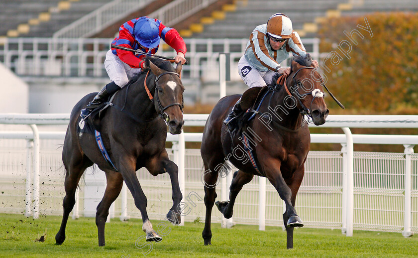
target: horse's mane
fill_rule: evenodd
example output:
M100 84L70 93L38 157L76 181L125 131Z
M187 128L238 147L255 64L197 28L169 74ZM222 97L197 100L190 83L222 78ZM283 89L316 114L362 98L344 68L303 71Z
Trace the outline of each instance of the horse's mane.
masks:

▸ WORK TO DO
Rewrite the data above with every "horse's mane" replaced by "horse's tail" and nothing else changed. Leave the pictures out.

▸ COMPLETE RESPONSE
target: horse's tail
fill_rule: evenodd
example output:
M100 84L70 93L38 157L76 181L125 131Z
M187 128L238 147L255 64L197 28L169 74ZM222 97L197 100L190 83L222 78ZM283 89L316 114L362 98L344 68L303 71Z
Trace the outline of each instance of the horse's tail.
masks:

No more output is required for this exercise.